*Task*:
Locate each line in the items that contains the string "navy" and copy those lines out. Matching is case-sensitive.

Pointing and labeling entries
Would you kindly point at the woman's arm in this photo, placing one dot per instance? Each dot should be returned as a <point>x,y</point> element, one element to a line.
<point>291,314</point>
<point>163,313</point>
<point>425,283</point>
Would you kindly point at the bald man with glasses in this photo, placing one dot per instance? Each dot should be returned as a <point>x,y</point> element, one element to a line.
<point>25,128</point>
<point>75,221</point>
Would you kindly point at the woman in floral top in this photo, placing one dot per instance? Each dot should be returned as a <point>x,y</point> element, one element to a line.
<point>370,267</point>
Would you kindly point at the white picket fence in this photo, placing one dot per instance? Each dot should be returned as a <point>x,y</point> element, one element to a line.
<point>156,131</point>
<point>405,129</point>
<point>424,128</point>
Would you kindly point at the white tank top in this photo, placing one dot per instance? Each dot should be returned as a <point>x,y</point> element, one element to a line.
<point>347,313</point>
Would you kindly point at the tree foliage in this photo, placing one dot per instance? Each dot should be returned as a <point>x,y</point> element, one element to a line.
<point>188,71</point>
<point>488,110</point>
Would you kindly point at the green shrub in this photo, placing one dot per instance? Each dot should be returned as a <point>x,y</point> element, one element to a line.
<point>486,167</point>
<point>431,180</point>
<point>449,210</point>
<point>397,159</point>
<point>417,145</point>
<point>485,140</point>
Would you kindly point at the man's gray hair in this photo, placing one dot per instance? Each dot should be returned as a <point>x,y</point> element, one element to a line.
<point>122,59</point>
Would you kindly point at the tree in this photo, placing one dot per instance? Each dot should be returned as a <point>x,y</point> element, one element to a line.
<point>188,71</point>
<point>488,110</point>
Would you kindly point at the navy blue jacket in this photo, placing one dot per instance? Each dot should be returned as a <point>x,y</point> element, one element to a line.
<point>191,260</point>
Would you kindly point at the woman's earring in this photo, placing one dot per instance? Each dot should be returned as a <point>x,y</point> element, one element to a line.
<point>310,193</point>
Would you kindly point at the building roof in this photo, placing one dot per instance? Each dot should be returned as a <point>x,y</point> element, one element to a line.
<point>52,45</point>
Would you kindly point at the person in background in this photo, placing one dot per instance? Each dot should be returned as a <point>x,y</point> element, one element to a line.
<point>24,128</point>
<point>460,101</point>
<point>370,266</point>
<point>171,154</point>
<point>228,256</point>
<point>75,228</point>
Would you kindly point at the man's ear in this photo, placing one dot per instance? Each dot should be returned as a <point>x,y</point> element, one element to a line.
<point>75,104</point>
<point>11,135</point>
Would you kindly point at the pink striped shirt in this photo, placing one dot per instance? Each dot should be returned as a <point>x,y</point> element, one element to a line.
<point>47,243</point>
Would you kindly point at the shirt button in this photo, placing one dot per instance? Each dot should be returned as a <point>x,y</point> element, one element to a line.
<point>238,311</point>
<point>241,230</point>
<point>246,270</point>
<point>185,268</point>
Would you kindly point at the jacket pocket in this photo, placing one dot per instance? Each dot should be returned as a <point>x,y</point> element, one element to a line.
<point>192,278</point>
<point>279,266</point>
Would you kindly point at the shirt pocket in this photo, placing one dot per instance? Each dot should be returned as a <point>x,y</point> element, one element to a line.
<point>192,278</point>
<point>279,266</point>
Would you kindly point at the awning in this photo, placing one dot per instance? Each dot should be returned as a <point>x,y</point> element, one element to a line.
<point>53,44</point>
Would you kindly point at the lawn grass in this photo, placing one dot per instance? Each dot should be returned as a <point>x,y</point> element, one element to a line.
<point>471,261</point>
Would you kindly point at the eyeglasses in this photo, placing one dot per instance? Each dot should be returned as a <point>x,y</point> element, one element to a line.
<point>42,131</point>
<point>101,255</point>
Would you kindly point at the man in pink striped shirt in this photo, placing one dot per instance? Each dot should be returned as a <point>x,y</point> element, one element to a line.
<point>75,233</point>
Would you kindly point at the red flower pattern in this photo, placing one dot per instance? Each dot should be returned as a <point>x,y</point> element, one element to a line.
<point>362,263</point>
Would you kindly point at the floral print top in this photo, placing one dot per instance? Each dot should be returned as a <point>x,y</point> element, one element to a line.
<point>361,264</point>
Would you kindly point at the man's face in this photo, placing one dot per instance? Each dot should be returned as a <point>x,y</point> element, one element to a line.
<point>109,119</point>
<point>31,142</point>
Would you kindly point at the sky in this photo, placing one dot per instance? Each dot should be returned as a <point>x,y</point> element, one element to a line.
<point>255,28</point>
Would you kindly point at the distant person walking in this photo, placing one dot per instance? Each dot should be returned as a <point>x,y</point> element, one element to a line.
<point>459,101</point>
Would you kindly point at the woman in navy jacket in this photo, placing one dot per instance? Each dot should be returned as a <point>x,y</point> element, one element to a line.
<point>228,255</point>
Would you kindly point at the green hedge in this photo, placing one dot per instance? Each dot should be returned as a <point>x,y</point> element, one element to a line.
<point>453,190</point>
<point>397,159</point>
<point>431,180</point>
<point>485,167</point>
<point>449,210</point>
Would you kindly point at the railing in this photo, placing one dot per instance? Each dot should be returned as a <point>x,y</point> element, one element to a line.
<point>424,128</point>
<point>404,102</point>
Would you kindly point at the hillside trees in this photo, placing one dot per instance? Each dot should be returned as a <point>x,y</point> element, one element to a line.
* * *
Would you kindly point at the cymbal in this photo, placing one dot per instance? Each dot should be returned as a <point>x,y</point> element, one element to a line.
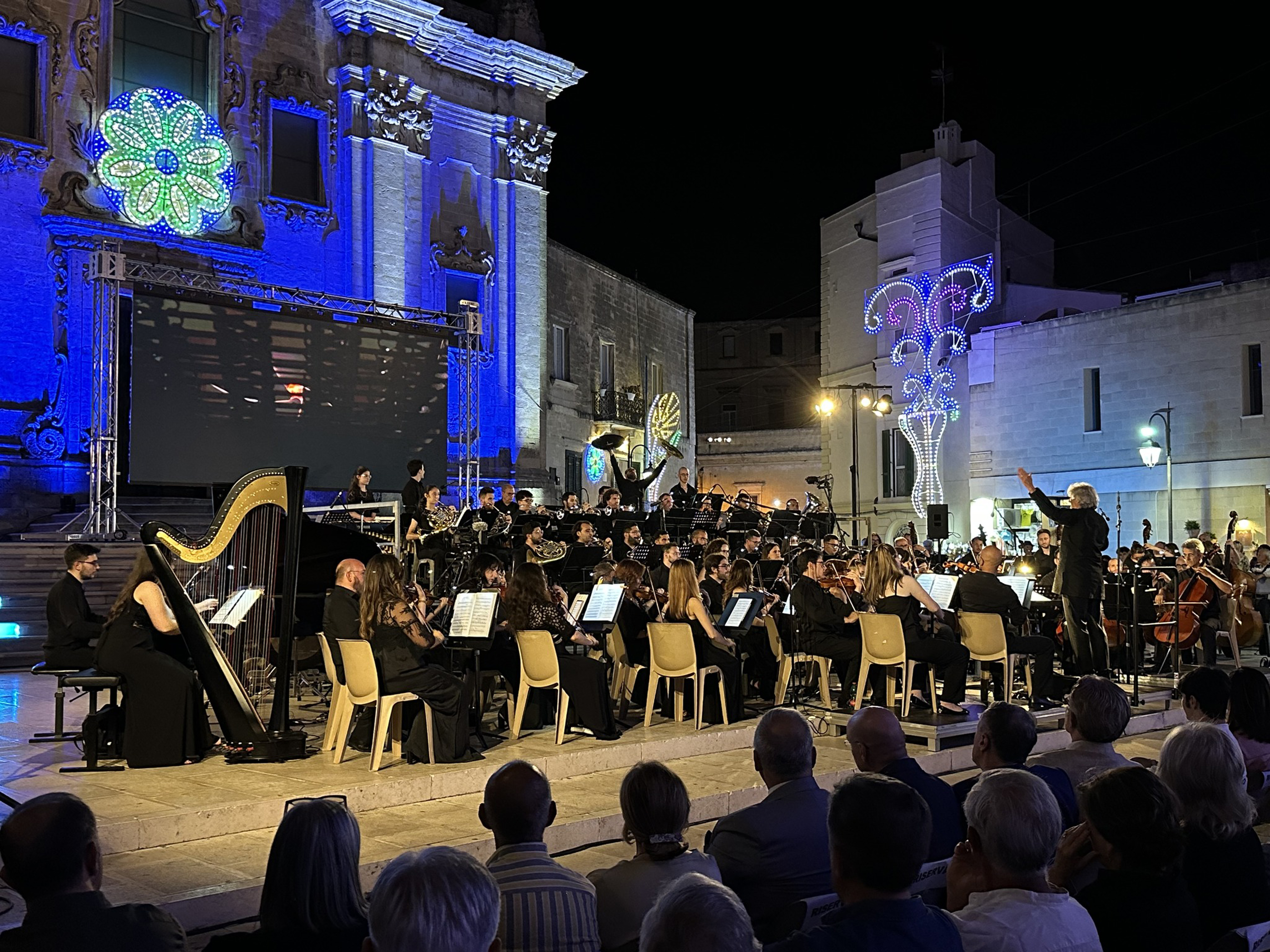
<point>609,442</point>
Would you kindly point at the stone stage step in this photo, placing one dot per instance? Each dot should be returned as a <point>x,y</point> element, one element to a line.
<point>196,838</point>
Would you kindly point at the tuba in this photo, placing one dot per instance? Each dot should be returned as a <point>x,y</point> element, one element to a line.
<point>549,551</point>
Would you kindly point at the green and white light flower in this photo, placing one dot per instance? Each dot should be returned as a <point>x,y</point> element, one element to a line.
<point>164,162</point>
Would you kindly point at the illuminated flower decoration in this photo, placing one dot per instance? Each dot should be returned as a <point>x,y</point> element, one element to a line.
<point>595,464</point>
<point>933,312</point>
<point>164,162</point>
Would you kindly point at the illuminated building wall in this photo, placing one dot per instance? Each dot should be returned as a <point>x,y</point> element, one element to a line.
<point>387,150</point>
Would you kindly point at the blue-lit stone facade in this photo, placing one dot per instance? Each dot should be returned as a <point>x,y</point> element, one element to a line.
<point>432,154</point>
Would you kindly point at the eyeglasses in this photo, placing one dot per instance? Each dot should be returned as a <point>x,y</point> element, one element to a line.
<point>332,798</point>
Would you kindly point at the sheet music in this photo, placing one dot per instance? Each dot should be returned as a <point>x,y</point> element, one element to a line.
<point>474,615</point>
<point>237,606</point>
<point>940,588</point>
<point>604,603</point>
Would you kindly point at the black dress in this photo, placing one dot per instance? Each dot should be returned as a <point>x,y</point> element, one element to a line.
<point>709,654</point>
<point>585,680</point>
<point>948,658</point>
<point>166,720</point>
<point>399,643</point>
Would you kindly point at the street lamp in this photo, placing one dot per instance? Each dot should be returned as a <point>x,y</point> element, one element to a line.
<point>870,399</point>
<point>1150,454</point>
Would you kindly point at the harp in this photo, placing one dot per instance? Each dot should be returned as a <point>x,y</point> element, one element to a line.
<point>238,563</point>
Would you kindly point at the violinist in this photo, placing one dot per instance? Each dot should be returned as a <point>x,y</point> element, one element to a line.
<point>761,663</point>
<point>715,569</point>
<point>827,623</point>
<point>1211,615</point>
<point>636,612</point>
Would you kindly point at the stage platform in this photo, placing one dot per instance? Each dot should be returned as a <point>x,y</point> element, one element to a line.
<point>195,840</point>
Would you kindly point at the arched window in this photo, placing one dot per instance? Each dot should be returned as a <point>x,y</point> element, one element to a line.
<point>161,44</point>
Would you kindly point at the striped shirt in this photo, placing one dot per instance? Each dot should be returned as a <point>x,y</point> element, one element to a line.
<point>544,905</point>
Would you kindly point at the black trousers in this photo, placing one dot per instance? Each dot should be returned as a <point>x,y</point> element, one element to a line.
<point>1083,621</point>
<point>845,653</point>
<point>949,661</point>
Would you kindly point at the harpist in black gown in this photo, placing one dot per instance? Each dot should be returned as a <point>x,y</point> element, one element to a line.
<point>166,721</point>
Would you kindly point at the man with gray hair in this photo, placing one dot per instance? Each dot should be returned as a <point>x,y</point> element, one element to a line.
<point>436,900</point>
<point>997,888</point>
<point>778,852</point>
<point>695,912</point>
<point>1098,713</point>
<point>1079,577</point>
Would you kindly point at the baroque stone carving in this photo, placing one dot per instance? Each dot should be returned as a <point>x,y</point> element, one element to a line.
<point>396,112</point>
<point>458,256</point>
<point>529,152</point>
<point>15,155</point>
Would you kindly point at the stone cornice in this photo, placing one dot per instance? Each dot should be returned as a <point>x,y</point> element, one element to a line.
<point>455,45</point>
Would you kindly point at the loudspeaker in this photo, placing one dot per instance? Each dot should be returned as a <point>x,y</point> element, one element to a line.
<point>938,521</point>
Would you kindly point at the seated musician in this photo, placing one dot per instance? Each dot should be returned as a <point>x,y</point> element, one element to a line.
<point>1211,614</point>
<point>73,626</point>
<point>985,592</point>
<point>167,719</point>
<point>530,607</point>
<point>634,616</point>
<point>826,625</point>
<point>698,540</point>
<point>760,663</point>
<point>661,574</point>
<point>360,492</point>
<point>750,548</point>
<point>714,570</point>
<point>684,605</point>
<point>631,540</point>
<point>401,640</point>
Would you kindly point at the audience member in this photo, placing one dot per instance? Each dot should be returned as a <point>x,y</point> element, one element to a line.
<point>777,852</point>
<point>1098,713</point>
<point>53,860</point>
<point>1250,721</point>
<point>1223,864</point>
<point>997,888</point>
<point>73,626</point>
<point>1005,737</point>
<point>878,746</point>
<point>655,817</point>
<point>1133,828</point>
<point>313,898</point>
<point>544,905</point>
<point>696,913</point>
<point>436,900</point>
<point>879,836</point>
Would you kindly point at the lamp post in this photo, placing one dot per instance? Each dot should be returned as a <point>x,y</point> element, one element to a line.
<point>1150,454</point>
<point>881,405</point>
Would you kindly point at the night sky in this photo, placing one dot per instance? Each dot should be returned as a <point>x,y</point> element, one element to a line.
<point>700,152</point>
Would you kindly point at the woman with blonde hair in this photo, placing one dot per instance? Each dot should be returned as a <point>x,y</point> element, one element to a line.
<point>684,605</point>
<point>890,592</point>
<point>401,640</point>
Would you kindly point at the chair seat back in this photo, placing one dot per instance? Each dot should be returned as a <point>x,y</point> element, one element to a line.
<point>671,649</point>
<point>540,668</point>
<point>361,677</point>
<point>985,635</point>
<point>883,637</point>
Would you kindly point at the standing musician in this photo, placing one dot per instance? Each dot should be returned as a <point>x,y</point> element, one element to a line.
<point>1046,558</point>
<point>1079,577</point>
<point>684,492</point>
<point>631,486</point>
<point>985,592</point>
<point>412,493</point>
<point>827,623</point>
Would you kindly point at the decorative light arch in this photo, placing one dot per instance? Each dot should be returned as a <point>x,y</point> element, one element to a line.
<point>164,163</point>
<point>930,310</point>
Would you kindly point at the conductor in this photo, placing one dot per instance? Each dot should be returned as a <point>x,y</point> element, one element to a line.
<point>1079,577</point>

*Task answer*:
Would you kindly point at the navy blue jacket in this photo, placing one dot per instance? Each dot should be returned as a <point>x,y</point> element, one element to a line.
Would you kindly point at the woman in navy jacket in this photo, placing one dot per instance? Each dot should be returned as a <point>x,y</point> element, one element to a line.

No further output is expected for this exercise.